- Task requirements
Count every line in the data below that includes "curb", and give only the result.

- Supplied records
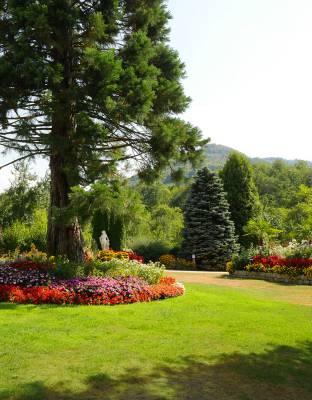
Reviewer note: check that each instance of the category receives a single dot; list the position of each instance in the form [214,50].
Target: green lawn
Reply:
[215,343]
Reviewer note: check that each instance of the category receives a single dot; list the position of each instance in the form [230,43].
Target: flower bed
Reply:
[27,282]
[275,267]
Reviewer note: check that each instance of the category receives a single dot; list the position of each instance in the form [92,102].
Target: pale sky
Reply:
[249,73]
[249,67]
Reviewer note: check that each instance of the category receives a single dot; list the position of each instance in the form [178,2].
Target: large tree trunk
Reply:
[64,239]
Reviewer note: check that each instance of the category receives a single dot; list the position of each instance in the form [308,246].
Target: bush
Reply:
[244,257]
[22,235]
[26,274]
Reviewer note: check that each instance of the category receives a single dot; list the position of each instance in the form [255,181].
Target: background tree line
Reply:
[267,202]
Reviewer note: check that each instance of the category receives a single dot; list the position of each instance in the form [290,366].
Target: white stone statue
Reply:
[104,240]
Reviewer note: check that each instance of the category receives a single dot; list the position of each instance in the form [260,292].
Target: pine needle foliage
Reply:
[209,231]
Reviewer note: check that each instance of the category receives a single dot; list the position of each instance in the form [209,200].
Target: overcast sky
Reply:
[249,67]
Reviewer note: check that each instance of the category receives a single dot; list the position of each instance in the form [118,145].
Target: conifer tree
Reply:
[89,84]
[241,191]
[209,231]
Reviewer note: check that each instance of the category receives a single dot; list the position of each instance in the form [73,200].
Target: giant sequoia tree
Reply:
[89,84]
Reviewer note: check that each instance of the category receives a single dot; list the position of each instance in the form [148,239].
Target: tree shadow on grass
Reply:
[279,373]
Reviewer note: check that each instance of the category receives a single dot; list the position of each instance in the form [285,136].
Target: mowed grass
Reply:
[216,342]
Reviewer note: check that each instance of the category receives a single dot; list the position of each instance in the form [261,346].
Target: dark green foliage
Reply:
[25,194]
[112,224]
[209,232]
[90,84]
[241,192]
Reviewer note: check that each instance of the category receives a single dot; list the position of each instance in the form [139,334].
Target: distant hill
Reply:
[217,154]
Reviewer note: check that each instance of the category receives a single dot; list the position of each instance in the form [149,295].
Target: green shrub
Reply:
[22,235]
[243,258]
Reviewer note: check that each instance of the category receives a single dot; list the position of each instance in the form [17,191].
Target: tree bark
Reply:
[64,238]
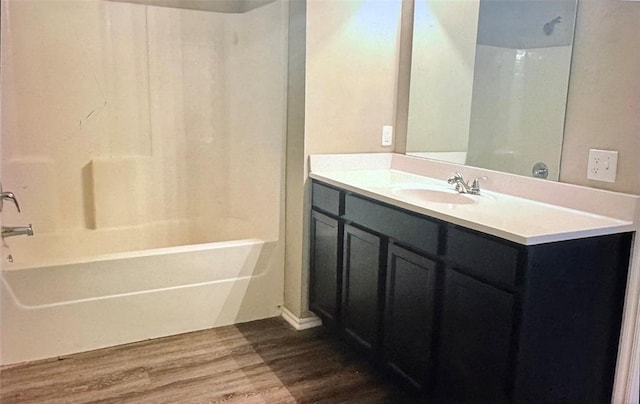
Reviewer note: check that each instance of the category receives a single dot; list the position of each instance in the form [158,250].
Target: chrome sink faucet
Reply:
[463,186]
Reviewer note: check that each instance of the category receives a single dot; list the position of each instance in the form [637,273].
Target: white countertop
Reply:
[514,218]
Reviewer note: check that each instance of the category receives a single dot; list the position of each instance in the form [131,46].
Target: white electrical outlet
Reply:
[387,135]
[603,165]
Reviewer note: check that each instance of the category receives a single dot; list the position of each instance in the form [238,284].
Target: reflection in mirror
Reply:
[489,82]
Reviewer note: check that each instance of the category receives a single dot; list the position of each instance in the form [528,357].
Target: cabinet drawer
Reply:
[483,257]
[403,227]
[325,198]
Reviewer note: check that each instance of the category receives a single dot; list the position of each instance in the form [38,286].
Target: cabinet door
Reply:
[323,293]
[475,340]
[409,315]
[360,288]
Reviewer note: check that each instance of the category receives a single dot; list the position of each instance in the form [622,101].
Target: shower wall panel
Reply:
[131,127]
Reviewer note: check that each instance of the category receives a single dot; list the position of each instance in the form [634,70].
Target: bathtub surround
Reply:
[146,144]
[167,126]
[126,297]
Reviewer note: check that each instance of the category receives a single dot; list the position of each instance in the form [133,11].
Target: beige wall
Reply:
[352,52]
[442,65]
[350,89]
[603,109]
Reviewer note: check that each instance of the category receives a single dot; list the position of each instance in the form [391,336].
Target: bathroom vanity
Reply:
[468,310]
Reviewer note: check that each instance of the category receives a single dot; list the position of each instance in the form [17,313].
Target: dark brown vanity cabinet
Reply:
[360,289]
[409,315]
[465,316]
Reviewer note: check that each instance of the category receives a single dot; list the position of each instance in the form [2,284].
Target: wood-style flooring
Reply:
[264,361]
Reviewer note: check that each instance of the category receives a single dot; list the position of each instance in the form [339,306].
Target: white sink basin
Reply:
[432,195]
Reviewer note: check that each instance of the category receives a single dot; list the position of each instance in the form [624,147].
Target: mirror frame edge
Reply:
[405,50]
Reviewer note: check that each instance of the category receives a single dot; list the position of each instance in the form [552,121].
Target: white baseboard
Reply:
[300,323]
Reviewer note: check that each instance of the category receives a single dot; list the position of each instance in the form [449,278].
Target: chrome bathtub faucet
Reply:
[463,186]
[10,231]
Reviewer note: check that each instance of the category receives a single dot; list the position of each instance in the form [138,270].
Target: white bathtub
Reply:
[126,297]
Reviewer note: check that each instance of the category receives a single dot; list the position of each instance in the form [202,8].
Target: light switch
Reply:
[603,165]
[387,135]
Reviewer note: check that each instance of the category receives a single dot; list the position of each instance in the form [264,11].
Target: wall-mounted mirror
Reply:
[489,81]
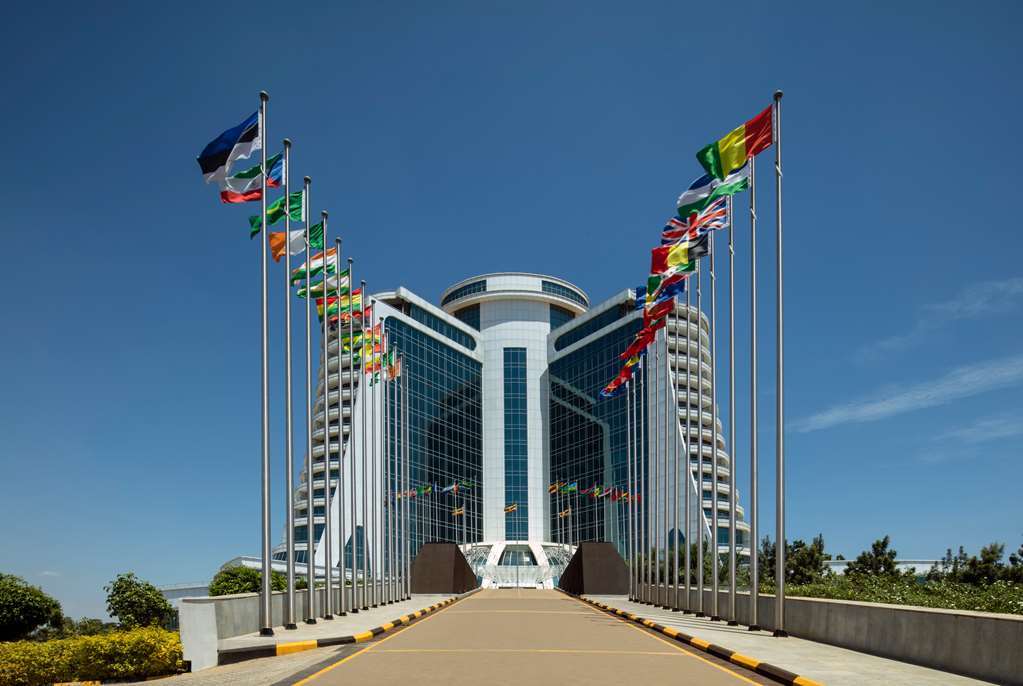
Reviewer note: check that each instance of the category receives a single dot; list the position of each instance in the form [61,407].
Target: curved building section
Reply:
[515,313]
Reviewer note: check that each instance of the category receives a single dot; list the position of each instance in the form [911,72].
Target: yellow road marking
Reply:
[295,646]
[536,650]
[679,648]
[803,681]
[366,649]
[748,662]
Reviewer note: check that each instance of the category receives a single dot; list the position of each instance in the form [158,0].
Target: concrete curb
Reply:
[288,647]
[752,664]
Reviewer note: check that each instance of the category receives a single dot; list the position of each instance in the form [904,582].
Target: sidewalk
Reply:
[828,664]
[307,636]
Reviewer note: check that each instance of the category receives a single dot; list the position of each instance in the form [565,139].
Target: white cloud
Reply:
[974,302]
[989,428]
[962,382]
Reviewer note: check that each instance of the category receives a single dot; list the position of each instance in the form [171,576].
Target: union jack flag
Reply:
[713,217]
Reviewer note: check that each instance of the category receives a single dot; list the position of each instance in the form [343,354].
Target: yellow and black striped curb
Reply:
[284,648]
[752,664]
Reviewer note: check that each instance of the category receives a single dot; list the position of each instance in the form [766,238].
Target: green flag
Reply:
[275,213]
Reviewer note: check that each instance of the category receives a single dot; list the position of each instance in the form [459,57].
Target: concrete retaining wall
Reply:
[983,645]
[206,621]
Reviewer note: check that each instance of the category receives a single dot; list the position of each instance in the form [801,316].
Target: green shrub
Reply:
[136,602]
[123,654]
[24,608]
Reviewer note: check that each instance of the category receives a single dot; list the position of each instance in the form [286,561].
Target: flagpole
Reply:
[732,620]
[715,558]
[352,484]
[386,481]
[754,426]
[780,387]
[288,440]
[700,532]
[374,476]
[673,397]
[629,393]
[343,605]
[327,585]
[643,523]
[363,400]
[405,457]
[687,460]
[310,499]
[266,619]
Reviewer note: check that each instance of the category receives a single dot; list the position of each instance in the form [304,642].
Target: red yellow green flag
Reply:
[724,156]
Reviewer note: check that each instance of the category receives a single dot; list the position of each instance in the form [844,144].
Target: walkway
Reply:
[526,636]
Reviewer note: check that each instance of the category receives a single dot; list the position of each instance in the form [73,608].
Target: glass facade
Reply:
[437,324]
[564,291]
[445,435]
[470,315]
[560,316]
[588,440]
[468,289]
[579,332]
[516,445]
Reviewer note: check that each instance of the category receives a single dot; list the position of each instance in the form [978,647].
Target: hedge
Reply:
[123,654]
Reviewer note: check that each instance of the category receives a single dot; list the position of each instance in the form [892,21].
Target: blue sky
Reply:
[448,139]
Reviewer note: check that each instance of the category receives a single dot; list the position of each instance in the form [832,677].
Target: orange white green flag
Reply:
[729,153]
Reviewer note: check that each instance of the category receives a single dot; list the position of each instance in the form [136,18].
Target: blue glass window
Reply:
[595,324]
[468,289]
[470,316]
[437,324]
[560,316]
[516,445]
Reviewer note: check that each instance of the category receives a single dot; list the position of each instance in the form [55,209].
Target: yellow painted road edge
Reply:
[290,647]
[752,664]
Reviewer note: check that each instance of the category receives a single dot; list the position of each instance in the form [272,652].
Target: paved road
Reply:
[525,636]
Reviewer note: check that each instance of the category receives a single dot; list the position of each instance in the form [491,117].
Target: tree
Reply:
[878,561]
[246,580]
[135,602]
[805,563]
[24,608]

- Solution for this problem
2